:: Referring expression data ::
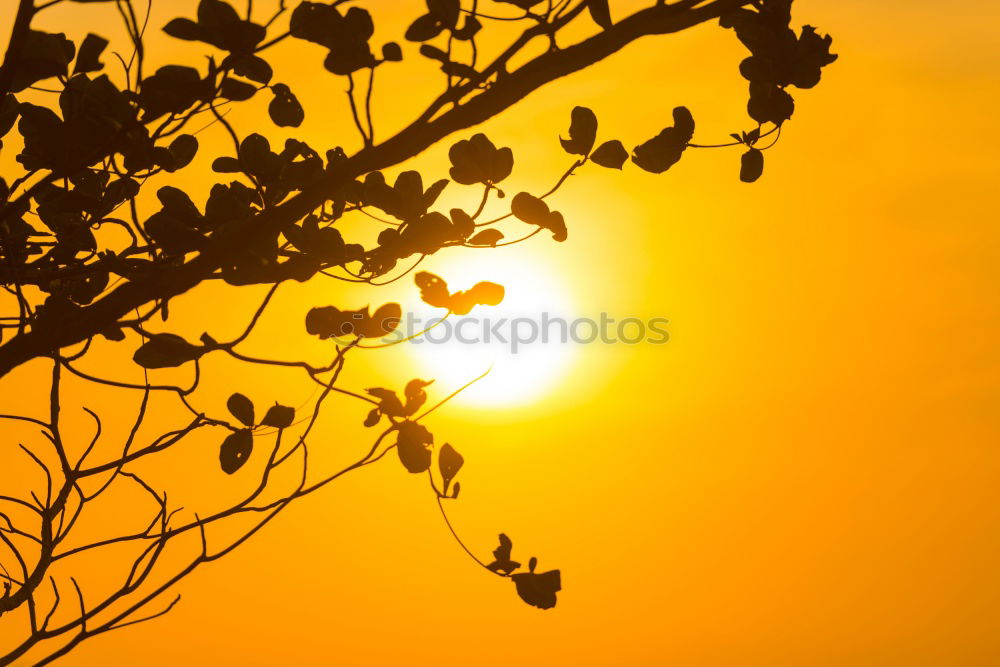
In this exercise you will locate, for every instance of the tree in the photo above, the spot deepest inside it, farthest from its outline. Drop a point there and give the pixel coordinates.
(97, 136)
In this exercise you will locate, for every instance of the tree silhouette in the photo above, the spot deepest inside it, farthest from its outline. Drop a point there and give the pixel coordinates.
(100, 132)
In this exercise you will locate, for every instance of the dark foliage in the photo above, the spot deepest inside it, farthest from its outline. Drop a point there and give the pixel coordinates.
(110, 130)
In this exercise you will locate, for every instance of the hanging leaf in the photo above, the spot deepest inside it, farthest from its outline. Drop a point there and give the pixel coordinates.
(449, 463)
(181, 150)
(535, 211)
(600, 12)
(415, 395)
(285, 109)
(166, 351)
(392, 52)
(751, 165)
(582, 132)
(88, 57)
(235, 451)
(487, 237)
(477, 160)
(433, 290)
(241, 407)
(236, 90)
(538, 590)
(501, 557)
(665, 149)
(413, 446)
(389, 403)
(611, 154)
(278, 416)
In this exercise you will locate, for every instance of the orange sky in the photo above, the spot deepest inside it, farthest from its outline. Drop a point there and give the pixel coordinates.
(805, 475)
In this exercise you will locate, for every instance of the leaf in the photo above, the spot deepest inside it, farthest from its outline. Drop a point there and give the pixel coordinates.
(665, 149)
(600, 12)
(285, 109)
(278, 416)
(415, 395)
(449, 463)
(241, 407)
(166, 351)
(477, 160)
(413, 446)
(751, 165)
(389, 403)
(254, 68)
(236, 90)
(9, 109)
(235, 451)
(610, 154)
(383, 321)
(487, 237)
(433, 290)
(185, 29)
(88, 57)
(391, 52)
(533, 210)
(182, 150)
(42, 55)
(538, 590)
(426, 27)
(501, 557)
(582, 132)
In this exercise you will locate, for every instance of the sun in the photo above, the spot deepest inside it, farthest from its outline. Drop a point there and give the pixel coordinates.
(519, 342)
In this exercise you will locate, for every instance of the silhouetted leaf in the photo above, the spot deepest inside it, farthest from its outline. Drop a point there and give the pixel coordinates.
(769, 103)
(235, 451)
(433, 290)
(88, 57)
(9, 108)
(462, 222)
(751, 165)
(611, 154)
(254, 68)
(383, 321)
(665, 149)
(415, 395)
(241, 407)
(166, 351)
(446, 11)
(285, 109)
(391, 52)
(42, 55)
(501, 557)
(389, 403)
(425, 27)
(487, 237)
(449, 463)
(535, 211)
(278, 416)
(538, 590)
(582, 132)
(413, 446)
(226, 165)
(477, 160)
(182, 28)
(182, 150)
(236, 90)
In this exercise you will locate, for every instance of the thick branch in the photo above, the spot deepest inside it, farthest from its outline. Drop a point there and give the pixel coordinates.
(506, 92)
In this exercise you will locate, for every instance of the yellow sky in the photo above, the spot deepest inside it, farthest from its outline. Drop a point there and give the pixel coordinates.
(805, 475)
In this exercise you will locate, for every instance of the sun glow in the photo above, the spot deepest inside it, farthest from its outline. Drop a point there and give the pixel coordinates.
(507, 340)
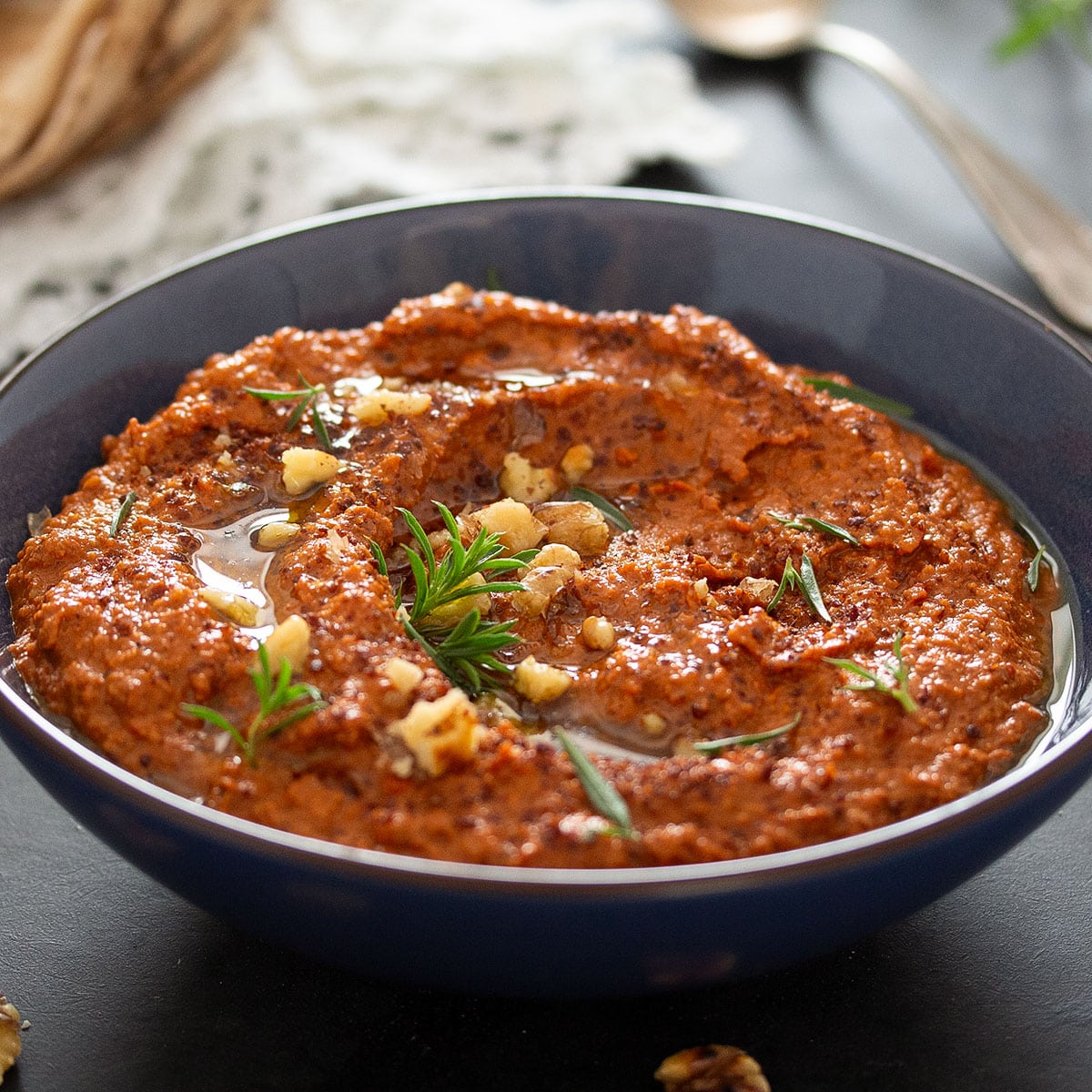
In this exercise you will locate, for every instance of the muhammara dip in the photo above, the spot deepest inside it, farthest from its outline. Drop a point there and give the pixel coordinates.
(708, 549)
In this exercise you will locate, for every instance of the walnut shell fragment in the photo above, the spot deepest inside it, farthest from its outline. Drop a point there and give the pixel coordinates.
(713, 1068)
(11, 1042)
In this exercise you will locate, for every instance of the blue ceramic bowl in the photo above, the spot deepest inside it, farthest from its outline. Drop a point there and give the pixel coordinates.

:: REQUIRED ACTION ::
Keep only the lines from the one containing "of the muhammara" to the end of the entries, and repeat them exactly.

:: RESULT OF THE EXERCISE ::
In this exercise you will locate, for every instance of the muhammara dip in the photo above, the spot deepest inside it, farthest from its outline. Drop a point there and give the pixel coordinates.
(708, 549)
In this exercise you will locate, for every instance of the walnut shell fragment in the photo above, the spot deepest inside it, farthest from its outline. Drop a point there and give the pixel coordinates.
(713, 1068)
(11, 1042)
In this exercise you will locate, for every instance of the blue ceramic bowl in the photo above, the spot deepest inside it, farthest from its outline. Drop a point there and give the pixel coordinates.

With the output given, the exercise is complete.